◆ Seite
________

# Wie repariert man Teichfolie????



## Carola63 (12. Juni 2007)

Hallo
Ich habe mich hier heute neu angemeldet weil ich ein Problem mit der teichfolie habe, besser gesagt mein Vater.
Er hat einen relativ großen teich und nun zwei Stellen in der teichfolie die kaputt sind. Die Teichfolie ist blau und mind 20 Jahre alt, aber ziemlich dick. Leider gibt es die gleiche nicht mehr und so haben wir es mit der jetzt erhältlichen schwarzen Follie und Kleber versucht zu reparieren. Bevor wir das Waser wieder einlaufen lassen haben haben wir es zwei Tage gut durchtrocknen lassen. Jetzt nach vier Wochen löst es sich wieder. Was kann man da machen bzw. was haben wir falsch gemacht. Wäre für jeden Tip dankbar
liebe Grüße Carola


----------



## Heiko H. (12. Juni 2007)

*AW: Wie repariert man Teichfolie????*

Hi Carola,

herzlich willkommen hier im Forum.

Ich würde es eventuell mal mit Innotec oder Sikaflex (eine Art Silikon) versuchen.
Beide Produkte sollen sich auch unter Wasser verarbeiten lassen.
Allerdings würde ich das Wasser nochmals ablassen und würde die Stellen dann mit Folienflicken und dem Innotec/Sikafelx verkleben.

Gruß Heiko


----------



## Annett (12. Juni 2007)

*AW: Wie repariert man Teichfolie????*

Hallo Carola,

um wirklich richtig reparieren zu können, müßte man erstmal wissen, um welche Folienart es sich handelt.
Je nachdem ob es sich um PE, PVC, EPDM (vor 20 Jahren eher unwahrscheinlich), etc. handelt, gibt es speziele Klebeverfahren/Kleber.
Eine PE-Folie kann man n.m.W. z.B. nicht mit einem PVC-Kleber reparieren...


----------



## Carola63 (12. Juni 2007)

*AW: Wie repariert man Teichfolie????*

Woran erkenne ich was es für eine ist???. Leider habe ich so gar keine Ahnung. Wir hatten beim letzten Mal ein kleber verwendet der nennt sich FoliColl PCV
Carola


----------



## Annett (12. Juni 2007)

*AW: Wie repariert man Teichfolie????*

Hi,

also das ist im Nachhinein schwierig.

Kannst Du nicht mal Deinen Vater fragen, was er da damals eingebaut hat? Evtl. gibt es noch die Rechnung.. oder die Firma?

________

◆ Extrahierte Angaben
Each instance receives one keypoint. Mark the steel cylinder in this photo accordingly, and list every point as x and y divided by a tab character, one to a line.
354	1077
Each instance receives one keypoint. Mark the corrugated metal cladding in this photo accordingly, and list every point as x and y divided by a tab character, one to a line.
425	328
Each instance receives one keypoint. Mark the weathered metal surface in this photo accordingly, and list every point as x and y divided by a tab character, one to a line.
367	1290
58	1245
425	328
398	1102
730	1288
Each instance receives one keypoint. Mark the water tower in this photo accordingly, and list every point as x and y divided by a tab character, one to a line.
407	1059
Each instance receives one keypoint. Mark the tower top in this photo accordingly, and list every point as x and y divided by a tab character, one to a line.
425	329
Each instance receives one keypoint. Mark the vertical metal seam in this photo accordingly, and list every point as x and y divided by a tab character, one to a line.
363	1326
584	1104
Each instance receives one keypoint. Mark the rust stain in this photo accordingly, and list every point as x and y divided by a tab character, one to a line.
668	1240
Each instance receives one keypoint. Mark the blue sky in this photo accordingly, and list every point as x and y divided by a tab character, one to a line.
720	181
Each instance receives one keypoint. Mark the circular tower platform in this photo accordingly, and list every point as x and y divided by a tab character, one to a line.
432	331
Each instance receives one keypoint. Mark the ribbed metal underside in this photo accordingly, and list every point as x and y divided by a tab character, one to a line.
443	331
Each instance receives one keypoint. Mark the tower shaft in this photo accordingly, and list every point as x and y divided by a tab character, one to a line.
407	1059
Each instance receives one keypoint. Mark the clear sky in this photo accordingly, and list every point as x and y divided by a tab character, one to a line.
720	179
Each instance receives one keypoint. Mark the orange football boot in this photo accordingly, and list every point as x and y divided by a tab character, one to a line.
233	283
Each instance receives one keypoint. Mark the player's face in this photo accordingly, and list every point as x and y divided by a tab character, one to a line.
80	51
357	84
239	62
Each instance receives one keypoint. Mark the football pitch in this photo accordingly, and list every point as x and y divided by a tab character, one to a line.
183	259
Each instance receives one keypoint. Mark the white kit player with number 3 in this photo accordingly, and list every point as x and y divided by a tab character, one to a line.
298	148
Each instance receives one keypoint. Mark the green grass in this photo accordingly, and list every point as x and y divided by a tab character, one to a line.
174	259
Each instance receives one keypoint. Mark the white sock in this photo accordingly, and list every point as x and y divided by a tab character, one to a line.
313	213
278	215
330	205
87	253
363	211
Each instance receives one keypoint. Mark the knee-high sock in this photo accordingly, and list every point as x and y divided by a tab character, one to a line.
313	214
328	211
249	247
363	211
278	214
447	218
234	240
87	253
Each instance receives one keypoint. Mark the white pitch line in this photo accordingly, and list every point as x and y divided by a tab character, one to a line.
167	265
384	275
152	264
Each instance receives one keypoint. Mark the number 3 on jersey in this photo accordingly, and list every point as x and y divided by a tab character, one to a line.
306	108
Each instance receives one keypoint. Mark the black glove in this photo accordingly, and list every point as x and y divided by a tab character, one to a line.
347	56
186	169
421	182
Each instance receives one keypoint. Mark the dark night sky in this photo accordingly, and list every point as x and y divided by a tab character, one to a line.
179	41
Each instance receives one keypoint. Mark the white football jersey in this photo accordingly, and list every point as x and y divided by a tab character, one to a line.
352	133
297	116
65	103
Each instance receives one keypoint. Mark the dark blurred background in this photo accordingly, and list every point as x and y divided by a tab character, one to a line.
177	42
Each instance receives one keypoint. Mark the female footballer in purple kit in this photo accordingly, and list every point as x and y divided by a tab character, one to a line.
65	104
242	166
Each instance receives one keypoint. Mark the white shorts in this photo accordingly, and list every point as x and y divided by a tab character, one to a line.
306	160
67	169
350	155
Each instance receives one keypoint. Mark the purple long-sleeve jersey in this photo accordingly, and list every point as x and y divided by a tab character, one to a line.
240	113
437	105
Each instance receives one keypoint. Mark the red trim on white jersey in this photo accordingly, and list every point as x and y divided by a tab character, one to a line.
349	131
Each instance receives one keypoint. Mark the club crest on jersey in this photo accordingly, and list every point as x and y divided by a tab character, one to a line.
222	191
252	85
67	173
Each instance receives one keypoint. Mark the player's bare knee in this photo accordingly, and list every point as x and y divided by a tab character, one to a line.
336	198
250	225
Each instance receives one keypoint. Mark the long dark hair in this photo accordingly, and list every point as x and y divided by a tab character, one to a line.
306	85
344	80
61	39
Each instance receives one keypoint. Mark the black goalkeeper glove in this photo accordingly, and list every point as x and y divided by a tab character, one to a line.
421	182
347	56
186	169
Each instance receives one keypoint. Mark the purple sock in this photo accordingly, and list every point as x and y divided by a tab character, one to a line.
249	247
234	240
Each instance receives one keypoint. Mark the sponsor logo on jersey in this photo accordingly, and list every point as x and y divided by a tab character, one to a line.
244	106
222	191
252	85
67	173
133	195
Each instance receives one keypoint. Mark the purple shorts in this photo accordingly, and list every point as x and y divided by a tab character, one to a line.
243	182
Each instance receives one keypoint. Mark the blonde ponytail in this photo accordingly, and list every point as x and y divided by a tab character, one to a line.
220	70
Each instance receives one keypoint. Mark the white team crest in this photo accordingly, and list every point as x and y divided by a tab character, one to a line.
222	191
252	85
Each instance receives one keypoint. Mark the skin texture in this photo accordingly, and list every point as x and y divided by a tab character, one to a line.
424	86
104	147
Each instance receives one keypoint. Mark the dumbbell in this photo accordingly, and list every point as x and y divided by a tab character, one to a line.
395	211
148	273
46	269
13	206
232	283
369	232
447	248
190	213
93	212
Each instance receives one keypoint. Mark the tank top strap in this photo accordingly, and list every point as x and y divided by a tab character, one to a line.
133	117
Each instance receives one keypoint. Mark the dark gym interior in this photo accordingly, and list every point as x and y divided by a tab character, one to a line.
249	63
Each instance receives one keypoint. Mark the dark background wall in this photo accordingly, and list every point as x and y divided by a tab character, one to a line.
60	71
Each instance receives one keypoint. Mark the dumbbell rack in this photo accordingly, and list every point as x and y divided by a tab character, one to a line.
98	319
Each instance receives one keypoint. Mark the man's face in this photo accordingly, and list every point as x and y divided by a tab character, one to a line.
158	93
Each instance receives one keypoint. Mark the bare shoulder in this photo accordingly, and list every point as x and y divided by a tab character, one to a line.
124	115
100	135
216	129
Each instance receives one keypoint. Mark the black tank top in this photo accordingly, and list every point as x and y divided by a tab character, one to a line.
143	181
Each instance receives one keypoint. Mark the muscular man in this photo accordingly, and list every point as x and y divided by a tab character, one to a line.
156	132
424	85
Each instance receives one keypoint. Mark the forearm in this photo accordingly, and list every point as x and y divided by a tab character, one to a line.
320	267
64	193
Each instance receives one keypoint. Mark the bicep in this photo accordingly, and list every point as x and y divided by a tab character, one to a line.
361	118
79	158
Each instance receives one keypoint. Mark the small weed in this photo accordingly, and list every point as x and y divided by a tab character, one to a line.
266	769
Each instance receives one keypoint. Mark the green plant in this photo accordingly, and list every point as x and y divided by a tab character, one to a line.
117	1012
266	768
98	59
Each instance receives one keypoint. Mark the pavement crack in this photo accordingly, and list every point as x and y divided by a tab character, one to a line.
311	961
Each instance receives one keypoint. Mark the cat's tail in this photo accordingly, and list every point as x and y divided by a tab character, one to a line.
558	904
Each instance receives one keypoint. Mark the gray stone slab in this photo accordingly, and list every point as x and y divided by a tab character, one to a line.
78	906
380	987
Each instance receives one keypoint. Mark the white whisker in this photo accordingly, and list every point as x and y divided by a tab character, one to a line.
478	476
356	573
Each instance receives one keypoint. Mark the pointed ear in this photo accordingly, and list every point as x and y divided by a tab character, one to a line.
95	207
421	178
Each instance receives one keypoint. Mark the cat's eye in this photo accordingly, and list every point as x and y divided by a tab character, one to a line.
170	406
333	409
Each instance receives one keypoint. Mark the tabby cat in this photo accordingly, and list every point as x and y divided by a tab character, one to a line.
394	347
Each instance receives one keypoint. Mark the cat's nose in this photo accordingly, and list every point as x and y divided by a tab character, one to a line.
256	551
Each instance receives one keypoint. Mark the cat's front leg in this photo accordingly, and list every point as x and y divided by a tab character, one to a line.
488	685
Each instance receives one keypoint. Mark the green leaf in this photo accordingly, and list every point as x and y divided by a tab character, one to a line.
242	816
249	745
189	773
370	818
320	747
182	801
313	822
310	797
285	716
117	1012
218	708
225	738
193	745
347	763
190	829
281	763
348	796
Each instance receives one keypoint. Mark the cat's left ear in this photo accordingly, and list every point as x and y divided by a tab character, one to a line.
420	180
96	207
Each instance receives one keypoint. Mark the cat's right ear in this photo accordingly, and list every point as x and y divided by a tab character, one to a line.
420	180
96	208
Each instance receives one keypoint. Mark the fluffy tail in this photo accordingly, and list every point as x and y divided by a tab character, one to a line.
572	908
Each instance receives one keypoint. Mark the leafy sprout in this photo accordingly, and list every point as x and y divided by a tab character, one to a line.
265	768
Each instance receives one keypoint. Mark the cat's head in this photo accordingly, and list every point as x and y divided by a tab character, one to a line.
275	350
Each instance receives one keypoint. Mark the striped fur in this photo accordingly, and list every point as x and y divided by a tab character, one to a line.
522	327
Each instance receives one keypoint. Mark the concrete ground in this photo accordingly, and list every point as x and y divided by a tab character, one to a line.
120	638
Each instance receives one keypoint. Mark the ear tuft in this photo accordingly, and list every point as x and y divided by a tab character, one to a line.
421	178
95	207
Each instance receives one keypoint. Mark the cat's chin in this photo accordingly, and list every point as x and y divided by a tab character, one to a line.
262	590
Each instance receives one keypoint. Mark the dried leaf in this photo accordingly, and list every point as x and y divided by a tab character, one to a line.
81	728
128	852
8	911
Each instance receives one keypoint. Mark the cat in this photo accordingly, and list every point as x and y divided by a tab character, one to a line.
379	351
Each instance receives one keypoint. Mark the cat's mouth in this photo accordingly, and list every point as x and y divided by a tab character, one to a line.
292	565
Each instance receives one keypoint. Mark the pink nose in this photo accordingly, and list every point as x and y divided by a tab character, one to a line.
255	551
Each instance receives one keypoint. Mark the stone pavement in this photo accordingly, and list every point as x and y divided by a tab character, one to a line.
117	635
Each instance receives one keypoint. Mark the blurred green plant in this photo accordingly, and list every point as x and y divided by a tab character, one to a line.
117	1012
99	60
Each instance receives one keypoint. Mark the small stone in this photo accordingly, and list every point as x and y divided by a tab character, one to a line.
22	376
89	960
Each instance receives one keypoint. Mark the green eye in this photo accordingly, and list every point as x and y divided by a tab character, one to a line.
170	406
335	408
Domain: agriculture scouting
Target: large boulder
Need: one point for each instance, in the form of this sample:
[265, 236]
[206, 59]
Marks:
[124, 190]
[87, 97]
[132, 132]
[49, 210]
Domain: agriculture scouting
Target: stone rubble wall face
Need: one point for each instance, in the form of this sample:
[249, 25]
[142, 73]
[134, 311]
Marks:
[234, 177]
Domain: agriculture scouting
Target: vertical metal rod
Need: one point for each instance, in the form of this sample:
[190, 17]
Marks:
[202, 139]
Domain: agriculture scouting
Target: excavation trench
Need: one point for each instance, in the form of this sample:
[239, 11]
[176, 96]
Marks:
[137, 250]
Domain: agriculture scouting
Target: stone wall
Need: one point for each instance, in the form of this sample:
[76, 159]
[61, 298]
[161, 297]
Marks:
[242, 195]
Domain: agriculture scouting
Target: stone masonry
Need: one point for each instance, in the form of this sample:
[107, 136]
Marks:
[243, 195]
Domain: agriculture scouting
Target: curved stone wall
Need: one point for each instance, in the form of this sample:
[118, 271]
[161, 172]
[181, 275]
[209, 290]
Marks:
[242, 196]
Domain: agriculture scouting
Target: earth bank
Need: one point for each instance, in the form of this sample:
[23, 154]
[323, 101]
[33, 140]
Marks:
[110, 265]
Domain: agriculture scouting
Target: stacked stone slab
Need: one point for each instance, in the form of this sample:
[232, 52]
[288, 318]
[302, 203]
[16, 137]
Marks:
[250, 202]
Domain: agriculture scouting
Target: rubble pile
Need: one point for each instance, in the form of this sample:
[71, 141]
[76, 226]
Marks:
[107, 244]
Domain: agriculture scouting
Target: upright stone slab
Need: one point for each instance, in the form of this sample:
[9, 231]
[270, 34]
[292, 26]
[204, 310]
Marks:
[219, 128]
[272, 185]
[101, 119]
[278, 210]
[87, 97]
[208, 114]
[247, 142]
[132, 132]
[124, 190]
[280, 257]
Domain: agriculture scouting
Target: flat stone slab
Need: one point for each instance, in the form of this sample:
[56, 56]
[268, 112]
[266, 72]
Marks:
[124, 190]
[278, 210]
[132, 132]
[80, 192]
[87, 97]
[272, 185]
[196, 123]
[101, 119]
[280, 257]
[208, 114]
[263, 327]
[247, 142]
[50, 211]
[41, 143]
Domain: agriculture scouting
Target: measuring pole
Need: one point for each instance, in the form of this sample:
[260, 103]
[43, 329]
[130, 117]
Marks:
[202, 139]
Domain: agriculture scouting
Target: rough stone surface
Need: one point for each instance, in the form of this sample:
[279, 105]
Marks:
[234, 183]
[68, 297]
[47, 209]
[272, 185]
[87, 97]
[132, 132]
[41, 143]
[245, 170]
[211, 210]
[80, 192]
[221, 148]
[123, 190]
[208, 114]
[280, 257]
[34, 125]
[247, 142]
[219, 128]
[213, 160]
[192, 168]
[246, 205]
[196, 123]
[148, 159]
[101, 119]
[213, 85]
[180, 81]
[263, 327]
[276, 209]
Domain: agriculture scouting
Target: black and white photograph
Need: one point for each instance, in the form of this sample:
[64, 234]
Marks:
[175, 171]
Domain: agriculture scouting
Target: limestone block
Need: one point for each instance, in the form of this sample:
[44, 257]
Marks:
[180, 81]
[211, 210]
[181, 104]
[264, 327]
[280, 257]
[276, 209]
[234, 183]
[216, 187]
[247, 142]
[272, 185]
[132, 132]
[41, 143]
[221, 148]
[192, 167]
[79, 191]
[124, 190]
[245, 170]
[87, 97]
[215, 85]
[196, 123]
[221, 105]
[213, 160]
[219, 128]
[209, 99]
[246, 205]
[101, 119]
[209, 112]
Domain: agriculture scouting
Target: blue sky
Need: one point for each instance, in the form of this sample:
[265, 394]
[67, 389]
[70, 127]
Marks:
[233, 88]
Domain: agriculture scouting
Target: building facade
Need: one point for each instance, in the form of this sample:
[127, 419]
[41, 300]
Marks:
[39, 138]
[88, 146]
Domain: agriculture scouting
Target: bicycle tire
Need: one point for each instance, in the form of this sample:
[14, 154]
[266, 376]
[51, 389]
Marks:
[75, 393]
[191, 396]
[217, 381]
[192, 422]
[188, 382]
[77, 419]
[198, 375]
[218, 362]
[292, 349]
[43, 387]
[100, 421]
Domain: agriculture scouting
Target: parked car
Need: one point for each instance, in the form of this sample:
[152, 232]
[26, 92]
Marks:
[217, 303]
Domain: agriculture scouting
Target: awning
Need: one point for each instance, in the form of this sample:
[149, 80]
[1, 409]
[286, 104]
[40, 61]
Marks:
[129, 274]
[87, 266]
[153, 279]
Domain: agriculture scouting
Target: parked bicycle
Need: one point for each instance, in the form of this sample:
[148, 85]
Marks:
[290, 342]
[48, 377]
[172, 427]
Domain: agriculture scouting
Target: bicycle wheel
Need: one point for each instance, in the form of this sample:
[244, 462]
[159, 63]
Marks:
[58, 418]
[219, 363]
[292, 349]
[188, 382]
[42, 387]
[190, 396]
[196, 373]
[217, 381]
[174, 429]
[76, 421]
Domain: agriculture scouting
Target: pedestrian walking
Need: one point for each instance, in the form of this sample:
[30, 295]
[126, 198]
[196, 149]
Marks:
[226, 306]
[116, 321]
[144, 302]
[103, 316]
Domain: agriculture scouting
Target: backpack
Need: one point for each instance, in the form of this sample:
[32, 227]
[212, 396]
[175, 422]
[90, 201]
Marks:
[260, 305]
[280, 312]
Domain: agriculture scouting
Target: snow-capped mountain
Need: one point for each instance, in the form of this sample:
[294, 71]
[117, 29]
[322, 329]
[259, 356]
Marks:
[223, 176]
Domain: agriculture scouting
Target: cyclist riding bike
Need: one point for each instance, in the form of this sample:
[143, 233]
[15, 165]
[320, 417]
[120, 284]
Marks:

________

◆ Aufgaben
- A) Nenne alle Folienarten, die im Forumsthread zur Teichfolie ausdrücklich beim Namen genannt werden.
- B) Schreibe den Forumsthread zur Teichfolie im Anschluss an die Frage nach der Rechnung oder der Firma weiter.
Das Material steht für sich und gehört nicht zum Forumsthread.

◆ Lösungen
- A) PE, PVC, EPDM

- B)
Blau (hellblau?) klingt für mich nach Poolfolie. Aus was diese damals war, kann ich echt nicht sagen... Auch wenn ich im Ferienlager schon zu "DDR-Zeiten" solche nutzen durfte. Sowas gabs sonst kaum zu sehen, geschweige denn zu kaufen. 

Oder schau mal hier, aber das wird kaum weiter helfen. :?


----------



## Carola63 (12. Juni 2007)

*AW: Wie repariert man Teichfolie????*

Hallo
Ich habe gerade die Info bekommen das die Folie 17 Jahre alt ist. Es handelt sich dabei um blaue SchwimmbadFolie die hatte 15 Jahre garantie. Es ist mir sehr wichtig da mein Vater nur noch dieses Hobby hat und sich auch keine komplett neue Folie leisten könnte. 
Carola


----------



## blueshack (12. Juni 2007)

*AW: Wie repariert man Teichfolie????*

Hi Carola!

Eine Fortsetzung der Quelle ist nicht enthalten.